• PROBLEM TO SOLVE: Set down, exactly and in full, the line holding "stone wall in the photo above." and all the lines after it until the listing ends, and nothing else.

• RECORDS PROVIDED:

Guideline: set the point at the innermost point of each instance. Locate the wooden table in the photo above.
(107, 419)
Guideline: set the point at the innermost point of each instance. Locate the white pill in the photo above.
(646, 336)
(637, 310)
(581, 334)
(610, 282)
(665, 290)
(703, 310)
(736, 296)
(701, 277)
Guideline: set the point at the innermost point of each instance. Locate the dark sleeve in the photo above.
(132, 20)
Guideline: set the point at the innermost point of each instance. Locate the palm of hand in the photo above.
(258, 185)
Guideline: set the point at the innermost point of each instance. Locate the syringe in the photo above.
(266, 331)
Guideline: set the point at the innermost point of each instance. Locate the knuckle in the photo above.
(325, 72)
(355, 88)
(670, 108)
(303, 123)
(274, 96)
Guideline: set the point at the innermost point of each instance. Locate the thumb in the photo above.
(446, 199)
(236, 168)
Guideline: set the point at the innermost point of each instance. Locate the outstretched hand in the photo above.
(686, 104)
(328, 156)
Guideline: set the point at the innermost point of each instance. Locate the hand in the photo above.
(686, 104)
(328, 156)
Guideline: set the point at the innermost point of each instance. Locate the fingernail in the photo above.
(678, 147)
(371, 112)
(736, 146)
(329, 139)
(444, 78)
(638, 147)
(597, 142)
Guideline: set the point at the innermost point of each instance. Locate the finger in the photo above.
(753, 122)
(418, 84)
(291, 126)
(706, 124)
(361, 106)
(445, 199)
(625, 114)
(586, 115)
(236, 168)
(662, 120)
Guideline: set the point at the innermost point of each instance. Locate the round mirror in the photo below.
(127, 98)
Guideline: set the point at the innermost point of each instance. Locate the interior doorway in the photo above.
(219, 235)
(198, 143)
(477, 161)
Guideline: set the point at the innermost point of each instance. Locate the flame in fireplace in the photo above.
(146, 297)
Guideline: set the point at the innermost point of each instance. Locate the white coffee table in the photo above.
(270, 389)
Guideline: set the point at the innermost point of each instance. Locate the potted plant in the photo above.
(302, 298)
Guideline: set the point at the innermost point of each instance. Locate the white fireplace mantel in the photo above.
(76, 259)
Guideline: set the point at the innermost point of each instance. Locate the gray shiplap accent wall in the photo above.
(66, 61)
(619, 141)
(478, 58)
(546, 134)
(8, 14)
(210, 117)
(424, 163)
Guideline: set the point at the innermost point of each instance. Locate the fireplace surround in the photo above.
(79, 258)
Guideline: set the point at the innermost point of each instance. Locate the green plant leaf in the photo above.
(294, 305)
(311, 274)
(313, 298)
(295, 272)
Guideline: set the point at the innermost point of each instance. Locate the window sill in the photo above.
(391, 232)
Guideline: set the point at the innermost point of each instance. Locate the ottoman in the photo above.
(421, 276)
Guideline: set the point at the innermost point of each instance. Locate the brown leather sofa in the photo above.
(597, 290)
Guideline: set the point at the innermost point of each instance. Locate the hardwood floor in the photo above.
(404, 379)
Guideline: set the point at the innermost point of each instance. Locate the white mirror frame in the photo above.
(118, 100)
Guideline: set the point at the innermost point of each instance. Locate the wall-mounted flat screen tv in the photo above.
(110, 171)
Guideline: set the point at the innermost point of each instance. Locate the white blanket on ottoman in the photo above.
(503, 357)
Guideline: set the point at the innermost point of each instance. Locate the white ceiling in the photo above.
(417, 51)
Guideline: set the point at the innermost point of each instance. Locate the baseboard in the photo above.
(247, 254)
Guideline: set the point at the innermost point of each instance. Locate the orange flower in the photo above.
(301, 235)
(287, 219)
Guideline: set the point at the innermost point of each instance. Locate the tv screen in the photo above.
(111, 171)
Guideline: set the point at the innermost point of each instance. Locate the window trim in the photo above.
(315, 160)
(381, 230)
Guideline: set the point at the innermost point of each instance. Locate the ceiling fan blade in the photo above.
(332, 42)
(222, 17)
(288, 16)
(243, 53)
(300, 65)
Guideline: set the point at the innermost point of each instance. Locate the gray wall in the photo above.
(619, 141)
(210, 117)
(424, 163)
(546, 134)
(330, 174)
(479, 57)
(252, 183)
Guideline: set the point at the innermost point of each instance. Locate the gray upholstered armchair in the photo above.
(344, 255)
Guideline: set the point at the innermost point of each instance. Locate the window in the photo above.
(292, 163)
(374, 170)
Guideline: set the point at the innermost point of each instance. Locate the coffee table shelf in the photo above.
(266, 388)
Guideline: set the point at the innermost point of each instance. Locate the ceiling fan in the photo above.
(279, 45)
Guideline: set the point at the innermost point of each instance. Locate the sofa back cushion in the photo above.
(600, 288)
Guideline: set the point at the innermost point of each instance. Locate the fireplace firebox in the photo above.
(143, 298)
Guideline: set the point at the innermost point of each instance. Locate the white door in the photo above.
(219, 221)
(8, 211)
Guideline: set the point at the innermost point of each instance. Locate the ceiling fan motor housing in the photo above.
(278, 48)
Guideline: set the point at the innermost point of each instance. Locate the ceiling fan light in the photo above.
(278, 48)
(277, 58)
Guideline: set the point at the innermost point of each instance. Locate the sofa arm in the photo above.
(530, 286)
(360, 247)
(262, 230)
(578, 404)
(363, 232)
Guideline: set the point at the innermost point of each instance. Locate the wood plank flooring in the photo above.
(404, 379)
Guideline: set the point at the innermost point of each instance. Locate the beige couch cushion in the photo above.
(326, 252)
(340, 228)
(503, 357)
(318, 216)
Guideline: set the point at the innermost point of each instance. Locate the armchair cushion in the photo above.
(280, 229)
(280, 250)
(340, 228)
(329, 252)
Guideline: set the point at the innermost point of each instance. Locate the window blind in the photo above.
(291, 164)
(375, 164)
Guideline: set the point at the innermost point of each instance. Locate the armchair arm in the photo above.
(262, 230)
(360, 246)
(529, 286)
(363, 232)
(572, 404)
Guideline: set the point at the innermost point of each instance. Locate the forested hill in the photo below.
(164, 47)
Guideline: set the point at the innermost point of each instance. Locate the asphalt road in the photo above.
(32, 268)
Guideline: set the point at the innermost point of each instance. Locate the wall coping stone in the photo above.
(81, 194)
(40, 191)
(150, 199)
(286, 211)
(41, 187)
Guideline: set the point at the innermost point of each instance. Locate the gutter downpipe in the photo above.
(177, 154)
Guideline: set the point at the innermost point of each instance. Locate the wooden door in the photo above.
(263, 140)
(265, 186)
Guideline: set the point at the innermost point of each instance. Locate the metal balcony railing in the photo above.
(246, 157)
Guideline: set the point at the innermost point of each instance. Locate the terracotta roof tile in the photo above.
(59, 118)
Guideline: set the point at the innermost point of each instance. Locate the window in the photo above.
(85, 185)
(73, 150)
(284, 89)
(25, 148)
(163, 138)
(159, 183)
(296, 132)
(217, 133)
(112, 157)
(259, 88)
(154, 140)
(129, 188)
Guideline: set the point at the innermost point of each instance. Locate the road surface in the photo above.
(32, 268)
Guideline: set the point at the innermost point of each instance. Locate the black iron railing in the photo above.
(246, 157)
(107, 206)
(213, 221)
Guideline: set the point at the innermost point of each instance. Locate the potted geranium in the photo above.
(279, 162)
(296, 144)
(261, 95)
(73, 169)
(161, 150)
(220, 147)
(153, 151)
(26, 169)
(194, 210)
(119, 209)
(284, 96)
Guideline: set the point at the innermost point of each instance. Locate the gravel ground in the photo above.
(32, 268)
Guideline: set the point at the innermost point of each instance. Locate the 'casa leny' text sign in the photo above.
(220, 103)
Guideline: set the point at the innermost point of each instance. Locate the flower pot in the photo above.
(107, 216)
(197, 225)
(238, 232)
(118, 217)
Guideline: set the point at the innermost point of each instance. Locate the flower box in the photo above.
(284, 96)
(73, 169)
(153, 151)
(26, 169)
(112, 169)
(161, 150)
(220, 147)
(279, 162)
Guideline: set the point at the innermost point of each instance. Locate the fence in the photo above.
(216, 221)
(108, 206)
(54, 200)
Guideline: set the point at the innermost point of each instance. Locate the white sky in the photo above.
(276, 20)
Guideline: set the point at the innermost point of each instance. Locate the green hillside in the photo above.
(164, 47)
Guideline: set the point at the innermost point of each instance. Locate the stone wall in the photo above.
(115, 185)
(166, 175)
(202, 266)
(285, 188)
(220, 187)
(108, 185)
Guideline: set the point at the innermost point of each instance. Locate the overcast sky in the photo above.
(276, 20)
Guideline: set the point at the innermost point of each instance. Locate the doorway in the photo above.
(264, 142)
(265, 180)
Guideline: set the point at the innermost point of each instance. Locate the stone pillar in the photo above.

• OUTPUT BELOW:
Guideline: set the point at the innermost point of each instance. Locate the stone wall in the photo above.
(115, 185)
(166, 175)
(202, 266)
(285, 188)
(220, 187)
(108, 185)
Guideline: set the point at the innermost point of each instance. Locate the overcast sky in the photo above.
(276, 20)
Guideline: set the point at the innermost point of each instance. Locate the doorway in the photo above.
(264, 142)
(265, 180)
Guideline: set the point at the innermost point of each instance. Locate the stone pillar in the photo above.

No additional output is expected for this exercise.